> Task brief
Find every line in the entries below that contains the word "tower", and copy each of those lines.

# # #

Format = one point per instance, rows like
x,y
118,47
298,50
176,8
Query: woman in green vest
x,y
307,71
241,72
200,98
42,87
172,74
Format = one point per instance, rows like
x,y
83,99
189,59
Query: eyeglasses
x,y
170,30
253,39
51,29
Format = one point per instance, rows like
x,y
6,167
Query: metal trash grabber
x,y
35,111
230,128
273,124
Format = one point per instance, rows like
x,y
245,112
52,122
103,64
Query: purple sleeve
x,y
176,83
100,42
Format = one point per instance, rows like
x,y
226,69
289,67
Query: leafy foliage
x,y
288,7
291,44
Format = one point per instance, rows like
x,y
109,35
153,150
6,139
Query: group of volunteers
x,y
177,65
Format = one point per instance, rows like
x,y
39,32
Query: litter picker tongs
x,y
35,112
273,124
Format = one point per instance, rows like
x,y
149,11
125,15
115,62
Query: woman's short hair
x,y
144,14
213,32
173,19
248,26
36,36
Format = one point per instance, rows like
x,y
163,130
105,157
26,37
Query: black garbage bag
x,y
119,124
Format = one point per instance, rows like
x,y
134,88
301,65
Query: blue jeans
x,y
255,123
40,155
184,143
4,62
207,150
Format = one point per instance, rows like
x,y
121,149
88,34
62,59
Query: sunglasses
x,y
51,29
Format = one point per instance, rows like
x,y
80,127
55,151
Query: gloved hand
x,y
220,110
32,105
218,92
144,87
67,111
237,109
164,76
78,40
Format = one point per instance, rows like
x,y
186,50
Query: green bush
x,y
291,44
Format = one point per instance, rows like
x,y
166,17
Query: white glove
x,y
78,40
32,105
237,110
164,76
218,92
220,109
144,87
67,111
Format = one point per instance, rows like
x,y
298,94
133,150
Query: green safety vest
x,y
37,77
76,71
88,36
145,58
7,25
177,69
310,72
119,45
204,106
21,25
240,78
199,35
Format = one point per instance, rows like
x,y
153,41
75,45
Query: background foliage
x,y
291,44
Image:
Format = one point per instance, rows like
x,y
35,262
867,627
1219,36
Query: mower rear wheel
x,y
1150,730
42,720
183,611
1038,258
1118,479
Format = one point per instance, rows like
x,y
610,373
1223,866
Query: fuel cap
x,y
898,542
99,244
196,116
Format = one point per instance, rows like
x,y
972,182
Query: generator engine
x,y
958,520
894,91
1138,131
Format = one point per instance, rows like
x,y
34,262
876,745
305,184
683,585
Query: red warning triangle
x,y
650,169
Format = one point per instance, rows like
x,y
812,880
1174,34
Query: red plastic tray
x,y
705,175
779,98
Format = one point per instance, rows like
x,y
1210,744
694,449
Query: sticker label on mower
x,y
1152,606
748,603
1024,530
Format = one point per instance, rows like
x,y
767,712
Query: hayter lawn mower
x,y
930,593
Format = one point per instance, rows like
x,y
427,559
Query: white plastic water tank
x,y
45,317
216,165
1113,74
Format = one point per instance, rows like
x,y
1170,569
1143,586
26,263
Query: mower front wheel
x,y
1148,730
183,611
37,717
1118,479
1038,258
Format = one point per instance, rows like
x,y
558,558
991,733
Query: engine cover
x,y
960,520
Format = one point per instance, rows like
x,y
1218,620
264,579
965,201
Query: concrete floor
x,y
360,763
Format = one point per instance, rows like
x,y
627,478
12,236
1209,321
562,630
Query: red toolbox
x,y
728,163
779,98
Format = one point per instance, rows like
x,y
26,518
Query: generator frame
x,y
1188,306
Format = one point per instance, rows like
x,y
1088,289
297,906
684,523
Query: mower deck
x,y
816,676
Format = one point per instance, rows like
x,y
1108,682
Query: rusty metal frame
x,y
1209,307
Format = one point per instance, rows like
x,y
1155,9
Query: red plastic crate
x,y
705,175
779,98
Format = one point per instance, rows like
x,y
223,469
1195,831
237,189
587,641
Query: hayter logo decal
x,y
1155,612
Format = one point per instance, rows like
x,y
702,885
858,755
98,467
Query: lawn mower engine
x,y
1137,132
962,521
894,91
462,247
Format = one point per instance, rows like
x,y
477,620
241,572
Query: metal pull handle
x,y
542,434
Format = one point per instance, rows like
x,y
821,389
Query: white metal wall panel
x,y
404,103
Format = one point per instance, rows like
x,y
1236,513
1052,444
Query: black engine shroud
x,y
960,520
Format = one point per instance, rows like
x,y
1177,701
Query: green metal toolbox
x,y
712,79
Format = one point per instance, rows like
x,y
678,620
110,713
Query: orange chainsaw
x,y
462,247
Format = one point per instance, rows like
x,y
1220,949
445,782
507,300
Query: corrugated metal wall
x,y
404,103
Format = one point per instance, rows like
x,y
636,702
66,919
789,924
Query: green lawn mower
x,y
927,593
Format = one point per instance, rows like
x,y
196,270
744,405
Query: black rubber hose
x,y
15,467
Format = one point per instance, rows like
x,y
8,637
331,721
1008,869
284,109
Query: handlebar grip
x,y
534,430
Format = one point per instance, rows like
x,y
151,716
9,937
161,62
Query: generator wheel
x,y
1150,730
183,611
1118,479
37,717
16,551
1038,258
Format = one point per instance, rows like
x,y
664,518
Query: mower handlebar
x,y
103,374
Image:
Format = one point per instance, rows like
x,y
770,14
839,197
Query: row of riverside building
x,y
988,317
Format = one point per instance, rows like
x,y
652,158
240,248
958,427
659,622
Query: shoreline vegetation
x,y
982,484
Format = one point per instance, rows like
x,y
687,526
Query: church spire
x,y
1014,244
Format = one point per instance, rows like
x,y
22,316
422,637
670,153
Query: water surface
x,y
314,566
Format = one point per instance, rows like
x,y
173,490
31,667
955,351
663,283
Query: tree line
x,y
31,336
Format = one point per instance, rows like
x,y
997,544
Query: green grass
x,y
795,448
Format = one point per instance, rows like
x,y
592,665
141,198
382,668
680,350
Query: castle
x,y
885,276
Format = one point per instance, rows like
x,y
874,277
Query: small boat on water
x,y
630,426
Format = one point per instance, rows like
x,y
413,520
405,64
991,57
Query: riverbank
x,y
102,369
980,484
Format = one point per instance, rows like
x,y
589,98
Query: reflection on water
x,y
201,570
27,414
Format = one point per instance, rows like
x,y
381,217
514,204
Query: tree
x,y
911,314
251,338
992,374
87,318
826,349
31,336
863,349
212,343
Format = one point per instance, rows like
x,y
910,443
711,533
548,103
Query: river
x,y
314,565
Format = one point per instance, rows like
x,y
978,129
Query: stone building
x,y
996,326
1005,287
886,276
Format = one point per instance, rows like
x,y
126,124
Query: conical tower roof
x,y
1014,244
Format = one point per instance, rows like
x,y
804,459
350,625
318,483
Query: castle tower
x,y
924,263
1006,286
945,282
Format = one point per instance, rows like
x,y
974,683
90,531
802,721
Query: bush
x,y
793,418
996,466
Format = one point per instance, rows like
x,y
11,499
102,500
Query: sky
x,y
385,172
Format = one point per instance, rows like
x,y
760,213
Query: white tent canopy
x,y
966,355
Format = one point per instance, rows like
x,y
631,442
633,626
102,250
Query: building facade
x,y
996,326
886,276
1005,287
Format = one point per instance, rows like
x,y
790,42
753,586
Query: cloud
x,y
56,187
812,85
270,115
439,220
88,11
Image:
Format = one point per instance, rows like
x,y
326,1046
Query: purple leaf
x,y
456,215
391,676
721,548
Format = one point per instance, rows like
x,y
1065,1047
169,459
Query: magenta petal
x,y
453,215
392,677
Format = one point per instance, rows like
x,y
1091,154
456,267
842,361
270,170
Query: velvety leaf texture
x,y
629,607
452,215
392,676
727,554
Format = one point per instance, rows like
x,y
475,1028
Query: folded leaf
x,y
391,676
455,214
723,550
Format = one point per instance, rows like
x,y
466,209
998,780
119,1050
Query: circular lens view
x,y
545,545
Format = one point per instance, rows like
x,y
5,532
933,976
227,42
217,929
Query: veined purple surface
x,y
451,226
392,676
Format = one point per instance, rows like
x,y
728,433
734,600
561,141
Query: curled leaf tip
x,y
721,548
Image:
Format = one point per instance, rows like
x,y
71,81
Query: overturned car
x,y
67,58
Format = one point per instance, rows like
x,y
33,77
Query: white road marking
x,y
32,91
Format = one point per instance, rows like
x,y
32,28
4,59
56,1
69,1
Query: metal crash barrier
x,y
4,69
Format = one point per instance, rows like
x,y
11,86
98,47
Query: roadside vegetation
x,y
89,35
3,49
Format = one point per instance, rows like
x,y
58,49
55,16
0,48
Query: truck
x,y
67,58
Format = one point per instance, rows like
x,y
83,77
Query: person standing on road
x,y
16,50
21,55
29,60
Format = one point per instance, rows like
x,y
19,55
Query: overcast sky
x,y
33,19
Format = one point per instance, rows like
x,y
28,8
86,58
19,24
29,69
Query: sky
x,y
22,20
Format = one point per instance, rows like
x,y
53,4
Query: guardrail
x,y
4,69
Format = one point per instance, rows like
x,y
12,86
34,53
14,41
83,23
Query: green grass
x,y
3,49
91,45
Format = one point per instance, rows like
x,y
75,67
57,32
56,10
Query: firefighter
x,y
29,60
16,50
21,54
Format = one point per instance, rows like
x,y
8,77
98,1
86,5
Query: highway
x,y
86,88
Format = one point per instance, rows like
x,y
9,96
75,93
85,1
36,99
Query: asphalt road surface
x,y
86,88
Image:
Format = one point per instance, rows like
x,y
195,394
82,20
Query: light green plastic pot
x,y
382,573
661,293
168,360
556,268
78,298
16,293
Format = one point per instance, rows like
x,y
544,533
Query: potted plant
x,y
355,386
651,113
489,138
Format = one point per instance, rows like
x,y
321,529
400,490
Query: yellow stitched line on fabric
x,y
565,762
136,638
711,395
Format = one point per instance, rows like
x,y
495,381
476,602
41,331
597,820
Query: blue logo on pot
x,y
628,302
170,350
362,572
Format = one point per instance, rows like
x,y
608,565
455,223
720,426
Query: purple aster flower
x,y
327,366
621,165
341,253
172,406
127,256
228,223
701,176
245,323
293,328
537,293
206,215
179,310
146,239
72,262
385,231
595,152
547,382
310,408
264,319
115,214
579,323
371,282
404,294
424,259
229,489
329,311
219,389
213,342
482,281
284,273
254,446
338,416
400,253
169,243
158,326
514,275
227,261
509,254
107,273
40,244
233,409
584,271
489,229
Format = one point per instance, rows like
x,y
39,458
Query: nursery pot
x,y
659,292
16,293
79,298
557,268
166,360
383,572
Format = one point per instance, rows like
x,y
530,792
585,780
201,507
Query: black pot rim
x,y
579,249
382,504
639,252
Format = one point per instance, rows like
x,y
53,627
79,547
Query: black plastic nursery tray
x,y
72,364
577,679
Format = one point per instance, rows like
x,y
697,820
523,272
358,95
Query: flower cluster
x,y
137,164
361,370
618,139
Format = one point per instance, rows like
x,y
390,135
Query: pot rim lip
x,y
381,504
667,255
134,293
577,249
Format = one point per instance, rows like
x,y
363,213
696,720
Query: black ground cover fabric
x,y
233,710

# # #

> Exercise result
Query: conical tower roof
Query: castle tower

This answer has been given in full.